= Problem description =
Do these statements agree with the text on Tradition & Transition partners? Answer yes or no for each, quoting the deciding words of the text.
1. The My Word project first served as a place for Labrador Inuit to voice concerns over climate change.
2. The National Film Board's contributions focus on three main areas of support.
3. Parks Canada will supply boats to help researchers reach harder-to-reach destinations within the park.

= Text segment =
▼▼▼
My Word: Storytelling & Digital Media Lab creates a platform for Inuit to speak about community identity. The project began as a place for Labrador Inuit to voice concerns over climate change but has now expanded beyond that. The project provides audio-video equipment, and workshops to create digital stories. The community of Rigolet championed this project developing expertise in digital story telling that is being exported to other communities in Nunatsiavut.

The National Film Board of Canada provides support and training on documenting heritage and culture though audiovisual technologies, as well as access to their extensive Indigenous audiovisual collection. Their contributions focus on four main areas of support; production, conservation, education and distribution of Inuit audiovisual materials in order to document heritage, traditions, culture, values and points of view from Nunatsiavut. The NFB will help to support Inuit creators of audiovisual materials in Nunatsiavut, focusing on stories from each of the five communities, in order to contribute in a lasting way to the promotion of Inuit culture and the increasing Inuit audiovisual legacy.

OKâlaKatiget Society partners with Tradition & Transition in fulfilling its mandate of protecting and promoting Labrador Inuit language and culture. The OKalaKatiget Society will provide its decades' worth of audio and video materials for the Partnership's digital database program, as well as being an outlet for many of the stories that Tradition & Transition will be generating.

Parks Canada partners Tradition & Transition through its co-management relationship with the Labrador Inuit of the Torngat Mountains National Park. It is the Park's mandate to develop a better understanding of the relationship, and stewardship, between Inuit and the land. Parks Canada will provide charters, helicopter and boats to help researchers get to harder to reach destinations within the park.
▲▲▲
= Data listing =
▼▼▼
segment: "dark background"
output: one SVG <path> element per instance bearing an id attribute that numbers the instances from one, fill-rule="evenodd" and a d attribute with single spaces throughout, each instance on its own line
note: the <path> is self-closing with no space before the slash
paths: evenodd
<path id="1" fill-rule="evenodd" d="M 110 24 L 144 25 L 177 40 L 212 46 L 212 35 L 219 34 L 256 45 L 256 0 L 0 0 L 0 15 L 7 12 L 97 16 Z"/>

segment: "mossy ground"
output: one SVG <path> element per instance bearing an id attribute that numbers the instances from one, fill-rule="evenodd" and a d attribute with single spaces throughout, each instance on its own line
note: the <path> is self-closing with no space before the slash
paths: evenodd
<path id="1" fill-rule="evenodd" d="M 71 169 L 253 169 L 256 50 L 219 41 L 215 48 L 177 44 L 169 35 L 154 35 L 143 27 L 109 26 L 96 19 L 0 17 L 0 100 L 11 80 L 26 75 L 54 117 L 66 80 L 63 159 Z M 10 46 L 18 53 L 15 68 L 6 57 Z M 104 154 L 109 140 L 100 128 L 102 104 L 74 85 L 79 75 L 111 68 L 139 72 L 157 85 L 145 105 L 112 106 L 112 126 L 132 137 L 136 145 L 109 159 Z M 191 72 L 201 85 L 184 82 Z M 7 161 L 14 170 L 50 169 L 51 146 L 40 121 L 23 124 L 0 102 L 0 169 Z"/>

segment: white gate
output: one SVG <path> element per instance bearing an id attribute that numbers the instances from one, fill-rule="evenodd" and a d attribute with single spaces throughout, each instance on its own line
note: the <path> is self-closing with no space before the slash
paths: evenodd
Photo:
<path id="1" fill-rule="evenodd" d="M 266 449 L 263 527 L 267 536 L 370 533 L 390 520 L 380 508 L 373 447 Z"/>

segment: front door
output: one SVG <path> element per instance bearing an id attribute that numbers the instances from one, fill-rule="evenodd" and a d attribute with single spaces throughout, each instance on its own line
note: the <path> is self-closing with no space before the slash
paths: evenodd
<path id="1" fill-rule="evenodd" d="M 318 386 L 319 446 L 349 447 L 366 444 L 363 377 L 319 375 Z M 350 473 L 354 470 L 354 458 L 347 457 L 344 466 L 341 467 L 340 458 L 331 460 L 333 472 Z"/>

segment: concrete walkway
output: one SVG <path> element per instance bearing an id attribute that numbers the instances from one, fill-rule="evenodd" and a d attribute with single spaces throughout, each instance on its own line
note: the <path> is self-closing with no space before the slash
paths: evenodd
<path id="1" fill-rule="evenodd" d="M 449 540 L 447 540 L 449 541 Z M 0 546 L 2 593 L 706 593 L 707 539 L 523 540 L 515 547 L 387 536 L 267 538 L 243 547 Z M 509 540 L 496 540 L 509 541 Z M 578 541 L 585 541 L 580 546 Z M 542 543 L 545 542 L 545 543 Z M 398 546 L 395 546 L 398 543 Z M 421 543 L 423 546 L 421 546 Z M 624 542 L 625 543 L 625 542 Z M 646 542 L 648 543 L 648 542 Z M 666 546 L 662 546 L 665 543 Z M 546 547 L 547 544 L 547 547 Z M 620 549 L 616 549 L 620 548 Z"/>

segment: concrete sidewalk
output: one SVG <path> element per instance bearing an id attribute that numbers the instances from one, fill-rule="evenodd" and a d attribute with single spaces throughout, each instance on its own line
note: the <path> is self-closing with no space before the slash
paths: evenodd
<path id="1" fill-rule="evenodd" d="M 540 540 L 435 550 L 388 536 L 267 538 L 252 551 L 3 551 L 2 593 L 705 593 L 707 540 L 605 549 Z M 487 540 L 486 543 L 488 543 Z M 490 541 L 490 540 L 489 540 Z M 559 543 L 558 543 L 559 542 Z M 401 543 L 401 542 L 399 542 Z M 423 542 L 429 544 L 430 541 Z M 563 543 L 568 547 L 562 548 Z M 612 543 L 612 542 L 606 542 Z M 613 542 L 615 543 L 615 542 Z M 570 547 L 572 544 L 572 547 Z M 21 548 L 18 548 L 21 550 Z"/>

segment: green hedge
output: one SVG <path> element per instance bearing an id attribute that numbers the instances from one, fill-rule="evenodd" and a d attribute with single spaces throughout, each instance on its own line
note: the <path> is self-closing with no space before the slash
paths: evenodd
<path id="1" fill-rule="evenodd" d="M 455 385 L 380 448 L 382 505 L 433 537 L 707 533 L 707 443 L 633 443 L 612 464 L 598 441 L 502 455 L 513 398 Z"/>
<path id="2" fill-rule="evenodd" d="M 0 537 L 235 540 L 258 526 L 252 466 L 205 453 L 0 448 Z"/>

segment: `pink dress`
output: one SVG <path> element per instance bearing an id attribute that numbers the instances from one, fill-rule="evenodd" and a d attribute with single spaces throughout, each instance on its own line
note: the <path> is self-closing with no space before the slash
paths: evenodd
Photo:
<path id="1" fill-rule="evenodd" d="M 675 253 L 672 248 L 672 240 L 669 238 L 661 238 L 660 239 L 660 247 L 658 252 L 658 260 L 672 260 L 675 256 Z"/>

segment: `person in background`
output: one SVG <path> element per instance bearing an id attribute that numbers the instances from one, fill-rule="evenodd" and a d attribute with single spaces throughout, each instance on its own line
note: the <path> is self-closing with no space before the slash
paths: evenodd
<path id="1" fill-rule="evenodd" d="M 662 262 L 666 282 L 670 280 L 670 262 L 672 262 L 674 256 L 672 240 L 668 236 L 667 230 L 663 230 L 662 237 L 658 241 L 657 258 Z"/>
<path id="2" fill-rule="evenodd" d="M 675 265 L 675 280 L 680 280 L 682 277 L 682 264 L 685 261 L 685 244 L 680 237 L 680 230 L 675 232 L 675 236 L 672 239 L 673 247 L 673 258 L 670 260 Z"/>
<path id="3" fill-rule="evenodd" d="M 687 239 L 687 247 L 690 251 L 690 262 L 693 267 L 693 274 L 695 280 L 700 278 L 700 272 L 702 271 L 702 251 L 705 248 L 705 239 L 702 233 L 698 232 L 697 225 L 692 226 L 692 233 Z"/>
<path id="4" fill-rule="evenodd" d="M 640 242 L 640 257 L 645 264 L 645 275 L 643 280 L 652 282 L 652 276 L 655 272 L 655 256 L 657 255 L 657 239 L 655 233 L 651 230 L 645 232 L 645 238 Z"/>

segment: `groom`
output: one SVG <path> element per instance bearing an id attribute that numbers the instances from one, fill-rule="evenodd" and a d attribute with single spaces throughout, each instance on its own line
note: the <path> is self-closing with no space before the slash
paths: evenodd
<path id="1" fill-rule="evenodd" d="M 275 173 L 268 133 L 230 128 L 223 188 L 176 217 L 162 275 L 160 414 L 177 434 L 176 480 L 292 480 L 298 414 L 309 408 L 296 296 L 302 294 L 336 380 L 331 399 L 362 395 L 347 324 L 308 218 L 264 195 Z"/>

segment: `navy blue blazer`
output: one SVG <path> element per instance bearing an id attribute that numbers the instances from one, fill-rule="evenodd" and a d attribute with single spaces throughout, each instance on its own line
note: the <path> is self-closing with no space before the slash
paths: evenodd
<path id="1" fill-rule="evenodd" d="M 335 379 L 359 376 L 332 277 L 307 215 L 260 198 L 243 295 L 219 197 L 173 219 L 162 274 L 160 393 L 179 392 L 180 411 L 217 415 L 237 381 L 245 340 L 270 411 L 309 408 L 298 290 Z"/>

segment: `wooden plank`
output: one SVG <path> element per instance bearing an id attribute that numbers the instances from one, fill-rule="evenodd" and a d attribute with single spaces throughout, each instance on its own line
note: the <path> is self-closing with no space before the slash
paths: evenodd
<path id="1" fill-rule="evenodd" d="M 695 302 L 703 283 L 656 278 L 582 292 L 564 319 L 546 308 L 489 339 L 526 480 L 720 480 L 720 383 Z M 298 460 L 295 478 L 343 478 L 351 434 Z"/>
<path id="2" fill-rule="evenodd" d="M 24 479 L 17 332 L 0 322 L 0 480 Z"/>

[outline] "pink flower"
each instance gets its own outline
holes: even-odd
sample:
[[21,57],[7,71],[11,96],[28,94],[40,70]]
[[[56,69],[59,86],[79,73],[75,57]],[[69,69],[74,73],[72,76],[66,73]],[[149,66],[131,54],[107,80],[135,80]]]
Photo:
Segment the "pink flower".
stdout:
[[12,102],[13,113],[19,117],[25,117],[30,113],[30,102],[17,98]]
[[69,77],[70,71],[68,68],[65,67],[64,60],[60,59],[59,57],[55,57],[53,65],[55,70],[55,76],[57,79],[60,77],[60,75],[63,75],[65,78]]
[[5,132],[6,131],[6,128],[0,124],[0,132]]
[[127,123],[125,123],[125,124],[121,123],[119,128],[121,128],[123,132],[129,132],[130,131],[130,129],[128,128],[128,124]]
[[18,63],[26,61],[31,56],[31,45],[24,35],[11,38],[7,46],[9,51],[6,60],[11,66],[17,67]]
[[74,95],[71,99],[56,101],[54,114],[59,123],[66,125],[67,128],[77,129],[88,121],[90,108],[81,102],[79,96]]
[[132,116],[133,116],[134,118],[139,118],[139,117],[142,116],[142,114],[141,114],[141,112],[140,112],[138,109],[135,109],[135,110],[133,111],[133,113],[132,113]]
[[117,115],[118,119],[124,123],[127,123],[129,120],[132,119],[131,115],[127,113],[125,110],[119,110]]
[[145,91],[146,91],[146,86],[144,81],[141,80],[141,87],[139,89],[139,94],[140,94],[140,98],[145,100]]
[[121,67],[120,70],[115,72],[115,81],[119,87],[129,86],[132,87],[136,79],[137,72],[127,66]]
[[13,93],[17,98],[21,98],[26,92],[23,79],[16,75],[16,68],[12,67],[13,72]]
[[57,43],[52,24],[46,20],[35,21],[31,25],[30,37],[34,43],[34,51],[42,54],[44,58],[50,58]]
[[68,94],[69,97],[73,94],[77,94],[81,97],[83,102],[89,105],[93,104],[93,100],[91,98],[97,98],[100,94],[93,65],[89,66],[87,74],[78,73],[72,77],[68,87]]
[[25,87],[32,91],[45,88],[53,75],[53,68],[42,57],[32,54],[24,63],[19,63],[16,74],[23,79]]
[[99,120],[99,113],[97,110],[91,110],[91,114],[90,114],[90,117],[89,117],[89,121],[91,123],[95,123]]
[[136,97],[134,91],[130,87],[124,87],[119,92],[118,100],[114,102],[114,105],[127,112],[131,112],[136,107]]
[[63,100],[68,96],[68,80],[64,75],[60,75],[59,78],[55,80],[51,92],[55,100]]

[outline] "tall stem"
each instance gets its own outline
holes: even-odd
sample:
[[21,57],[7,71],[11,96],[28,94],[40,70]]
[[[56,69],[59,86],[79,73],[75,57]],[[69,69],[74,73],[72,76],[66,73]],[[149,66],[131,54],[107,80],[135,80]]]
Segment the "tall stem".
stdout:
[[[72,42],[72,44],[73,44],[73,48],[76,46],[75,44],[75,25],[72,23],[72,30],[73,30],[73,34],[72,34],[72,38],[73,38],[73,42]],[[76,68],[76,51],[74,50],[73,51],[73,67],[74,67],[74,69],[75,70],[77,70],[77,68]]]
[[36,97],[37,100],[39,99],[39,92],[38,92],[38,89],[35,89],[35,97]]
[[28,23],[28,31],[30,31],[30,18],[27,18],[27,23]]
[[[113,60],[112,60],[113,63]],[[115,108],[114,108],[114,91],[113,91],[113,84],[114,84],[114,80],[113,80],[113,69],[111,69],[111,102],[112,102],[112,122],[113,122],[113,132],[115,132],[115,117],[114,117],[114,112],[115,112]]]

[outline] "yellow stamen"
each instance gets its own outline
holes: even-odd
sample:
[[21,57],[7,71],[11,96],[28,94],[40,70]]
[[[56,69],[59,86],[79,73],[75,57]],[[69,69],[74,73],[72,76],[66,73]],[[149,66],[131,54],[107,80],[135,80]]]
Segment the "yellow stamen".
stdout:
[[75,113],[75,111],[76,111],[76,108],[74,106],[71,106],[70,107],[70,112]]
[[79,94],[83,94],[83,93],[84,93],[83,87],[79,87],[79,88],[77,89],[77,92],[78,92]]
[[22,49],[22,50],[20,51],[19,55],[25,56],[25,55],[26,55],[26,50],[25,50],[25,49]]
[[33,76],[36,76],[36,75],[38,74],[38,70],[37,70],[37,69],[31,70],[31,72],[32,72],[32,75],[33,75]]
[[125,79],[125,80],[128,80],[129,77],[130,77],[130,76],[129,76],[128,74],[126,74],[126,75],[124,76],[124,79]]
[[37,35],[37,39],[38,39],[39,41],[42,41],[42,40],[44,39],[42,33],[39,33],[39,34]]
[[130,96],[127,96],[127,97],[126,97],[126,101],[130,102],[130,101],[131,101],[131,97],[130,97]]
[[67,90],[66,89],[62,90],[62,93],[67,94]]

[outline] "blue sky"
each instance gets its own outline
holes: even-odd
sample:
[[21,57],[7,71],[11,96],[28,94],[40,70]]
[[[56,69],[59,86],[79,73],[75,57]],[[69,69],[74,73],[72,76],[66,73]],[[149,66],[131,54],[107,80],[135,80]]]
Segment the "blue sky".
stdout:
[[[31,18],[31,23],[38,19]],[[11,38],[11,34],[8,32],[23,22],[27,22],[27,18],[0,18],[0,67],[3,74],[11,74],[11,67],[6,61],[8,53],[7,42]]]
▲▲▲
= Task response =
1. Yes: "The project began as a place for Labrador Inuit to voice concerns over climate change"
2. No: "Their contributions focus on four main areas of support"
3. Yes: "Parks Canada will provide charters, helicopter and boats to help researchers get to harder to reach destinations within the park."